» Objective: Print all of the following records without changing them.

» Data for the task:
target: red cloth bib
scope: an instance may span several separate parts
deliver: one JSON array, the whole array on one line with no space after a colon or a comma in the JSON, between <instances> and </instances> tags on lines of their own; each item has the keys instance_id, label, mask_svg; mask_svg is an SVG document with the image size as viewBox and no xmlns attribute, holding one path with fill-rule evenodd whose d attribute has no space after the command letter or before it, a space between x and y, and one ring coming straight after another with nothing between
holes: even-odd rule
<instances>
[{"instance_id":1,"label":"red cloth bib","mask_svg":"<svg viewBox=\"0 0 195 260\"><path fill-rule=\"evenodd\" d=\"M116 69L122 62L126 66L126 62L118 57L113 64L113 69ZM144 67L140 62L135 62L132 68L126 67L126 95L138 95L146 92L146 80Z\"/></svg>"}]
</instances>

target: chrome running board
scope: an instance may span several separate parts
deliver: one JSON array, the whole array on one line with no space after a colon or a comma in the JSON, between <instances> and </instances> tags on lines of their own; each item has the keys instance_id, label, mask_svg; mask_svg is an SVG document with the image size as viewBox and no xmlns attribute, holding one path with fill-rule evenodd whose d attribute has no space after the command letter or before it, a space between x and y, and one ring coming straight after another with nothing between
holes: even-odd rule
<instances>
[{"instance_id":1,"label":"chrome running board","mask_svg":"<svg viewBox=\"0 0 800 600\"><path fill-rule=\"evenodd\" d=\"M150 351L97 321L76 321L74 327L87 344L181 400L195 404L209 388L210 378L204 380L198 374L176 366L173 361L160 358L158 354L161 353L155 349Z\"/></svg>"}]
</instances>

» Task solution:
target: red cloth bib
scope: an instance may span several separate parts
deliver: one JSON array, the whole array on one line with no space after a colon or a comma in the JSON, between <instances> and </instances> tags on lines of their own; each item has the keys instance_id, label, mask_svg; mask_svg is an SVG document with the image size as viewBox and no xmlns attribute, holding one path with fill-rule evenodd whose d attribute has no space after the command letter or before it, a space between x and y, and one ring coming straight after another with nothing between
holes: even-odd rule
<instances>
[{"instance_id":1,"label":"red cloth bib","mask_svg":"<svg viewBox=\"0 0 195 260\"><path fill-rule=\"evenodd\" d=\"M116 69L122 62L126 66L126 62L118 57L113 64L113 69ZM144 67L140 62L135 62L132 68L126 67L126 95L138 95L146 92L146 80Z\"/></svg>"}]
</instances>

target: chrome running board
scope: an instance may span several separate parts
deliver: one JSON array, the whole array on one line with no space after a colon or a comma in the JSON, between <instances> and </instances> tags on lines of their own; each item has the keys instance_id, label, mask_svg; mask_svg is an SVG document with the image size as viewBox and no xmlns attribute, holding one path with fill-rule evenodd whose d attribute has no space after the command letter or before it, a space between x and y, and one ring coming straight after another with nothing between
holes: even-odd rule
<instances>
[{"instance_id":1,"label":"chrome running board","mask_svg":"<svg viewBox=\"0 0 800 600\"><path fill-rule=\"evenodd\" d=\"M150 351L97 321L76 321L74 327L87 344L181 400L195 404L209 388L210 378L204 380L198 374L176 366L173 361L160 358L158 354L161 353L155 349Z\"/></svg>"}]
</instances>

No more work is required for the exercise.